RAW DATA:
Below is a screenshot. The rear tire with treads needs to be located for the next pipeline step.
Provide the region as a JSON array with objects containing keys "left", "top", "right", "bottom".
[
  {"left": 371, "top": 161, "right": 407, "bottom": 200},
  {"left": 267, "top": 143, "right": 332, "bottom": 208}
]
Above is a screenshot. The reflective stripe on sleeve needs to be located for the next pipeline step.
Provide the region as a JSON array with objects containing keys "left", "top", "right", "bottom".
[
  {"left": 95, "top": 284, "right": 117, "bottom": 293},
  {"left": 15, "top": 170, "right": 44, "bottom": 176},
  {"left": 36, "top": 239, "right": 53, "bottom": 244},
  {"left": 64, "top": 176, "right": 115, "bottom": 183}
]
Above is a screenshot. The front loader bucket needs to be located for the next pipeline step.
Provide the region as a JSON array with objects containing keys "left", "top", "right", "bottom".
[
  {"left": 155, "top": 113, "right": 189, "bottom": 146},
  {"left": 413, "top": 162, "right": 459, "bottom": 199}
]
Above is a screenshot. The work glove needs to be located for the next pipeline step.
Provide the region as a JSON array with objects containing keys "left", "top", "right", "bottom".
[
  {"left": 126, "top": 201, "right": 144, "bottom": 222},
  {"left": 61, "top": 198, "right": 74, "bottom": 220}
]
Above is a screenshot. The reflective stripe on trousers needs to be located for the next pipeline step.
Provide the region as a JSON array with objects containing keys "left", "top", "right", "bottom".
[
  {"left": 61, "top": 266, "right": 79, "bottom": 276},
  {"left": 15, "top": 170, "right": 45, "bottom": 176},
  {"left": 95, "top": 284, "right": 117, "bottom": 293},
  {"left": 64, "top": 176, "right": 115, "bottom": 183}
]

TASK STATEMENT:
Please revise the entries above by changing every "pipeline step" to "processing stage" and leaving all other text unchanged.

RESULT OF THIS TASK:
Below is a screenshot. The rear tire with treads needs to be located for the next processing stage.
Provide the region as a JSON array with objects containing keys "left", "top", "right", "bottom".
[
  {"left": 371, "top": 161, "right": 407, "bottom": 200},
  {"left": 267, "top": 143, "right": 332, "bottom": 208}
]
Above is a screenshot. The reflective stripe on sleeve needs to be located for the next processing stage.
Provide the region as a JSON array with objects containing keys "left", "top", "right", "bottom".
[
  {"left": 95, "top": 284, "right": 117, "bottom": 293},
  {"left": 15, "top": 170, "right": 44, "bottom": 176},
  {"left": 36, "top": 239, "right": 53, "bottom": 244},
  {"left": 64, "top": 176, "right": 115, "bottom": 183}
]
Above is a screenshot. The front loader bucket needs to be located for the next processing stage.
Provide the region as a JSON array with objects containing keys "left", "top", "right", "bottom".
[
  {"left": 155, "top": 113, "right": 189, "bottom": 146},
  {"left": 413, "top": 162, "right": 459, "bottom": 199}
]
Above is a screenshot. The work glove needs to be located for the next processing stage.
Provide the region as a JSON array with objects containing keys "left", "top", "right", "bottom".
[
  {"left": 126, "top": 201, "right": 144, "bottom": 222},
  {"left": 61, "top": 198, "right": 74, "bottom": 220}
]
Above is a screenshot. The reflective stripe on trousers needs to be located for the next processing stage.
Provide the region as a JSON array with objects containing keys "left", "top", "right", "bottom".
[
  {"left": 61, "top": 266, "right": 79, "bottom": 276},
  {"left": 15, "top": 170, "right": 45, "bottom": 176},
  {"left": 95, "top": 284, "right": 117, "bottom": 293},
  {"left": 64, "top": 176, "right": 115, "bottom": 183}
]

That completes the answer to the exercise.